**TEKS BACAAN**

——

SEKULARISASI PENDIDIKAN (Sebuah Catatan Kritik)
Oleh:
Teten Romly Qomaruddien
Di antara tujuan yang ingin dicapai dari pendidikan Islam itu adalah agar manusia menggapai “kebahagiaan dunia” dan “kebahagiaan akhirat.” Kedua-duanya bukanlah sesuatu yang harus dipertentangkan satu sama lainnya (antagonis), melainkan harus diseimbangkan dan diselaraskan, serta disikapi dengan adil. Baik kebahagiaan dunia maupun kebahagiaan akhirat (sa’âdatud dârain), keduanya harus ditempuh dengan ilmu. Maka lahirlah apa yang disebut “ilmu dunia” dan “ilmu akhirat.” Dengan ilmu dunia manusia dapat mengelola dan memelihara bumi dengan segala isinya, juga dengan ilmu akhirat manusia dapat mengetahui tujuan akhir hidupnya. Meminjam istilah Syaikh Abdurrahman Nâshir Sa’di, ilmu syar’i bersifat langsung tujuannya kepada Rabbul ‘âlamîn (maqâshid) dan ilmu dunia bersifat perantara manusia selama di bumi (wasâil).

——

**DATA TEREKAM**
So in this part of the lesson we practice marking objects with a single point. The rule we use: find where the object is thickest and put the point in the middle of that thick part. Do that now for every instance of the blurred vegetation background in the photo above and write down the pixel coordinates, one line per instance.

——

**TUGAS YANG DIKERJAKAN**
Tulis ulang tanpa perubahan bagian teks bacaan dari "SEKULARISASI PENDIDIKAN (Sebuah" hingga "di bumi (wasâil).". Gunakan teks bacaan saja sebagai sumber, bukan data.

**HASIL TUGAS INI**
SEKULARISASI PENDIDIKAN (Sebuah Catatan Kritik)
Oleh:
Teten Romly Qomaruddien
Di antara tujuan yang ingin dicapai dari pendidikan Islam itu adalah agar manusia menggapai “kebahagiaan dunia” dan “kebahagiaan akhirat.” Kedua-duanya bukanlah sesuatu yang harus dipertentangkan satu sama lainnya (antagonis), melainkan harus diseimbangkan dan diselaraskan, serta disikapi dengan adil. Baik kebahagiaan dunia maupun kebahagiaan akhirat (sa’âdatud dârain), keduanya harus ditempuh dengan ilmu. Maka lahirlah apa yang disebut “ilmu dunia” dan “ilmu akhirat.” Dengan ilmu dunia manusia dapat mengelola dan memelihara bumi dengan segala isinya, juga dengan ilmu akhirat manusia dapat mengetahui tujuan akhir hidupnya. Meminjam istilah Syaikh Abdurrahman Nâshir Sa’di, ilmu syar’i bersifat langsung tujuannya kepada Rabbul ‘âlamîn (maqâshid) dan ilmu dunia bersifat perantara manusia selama di bumi (wasâil).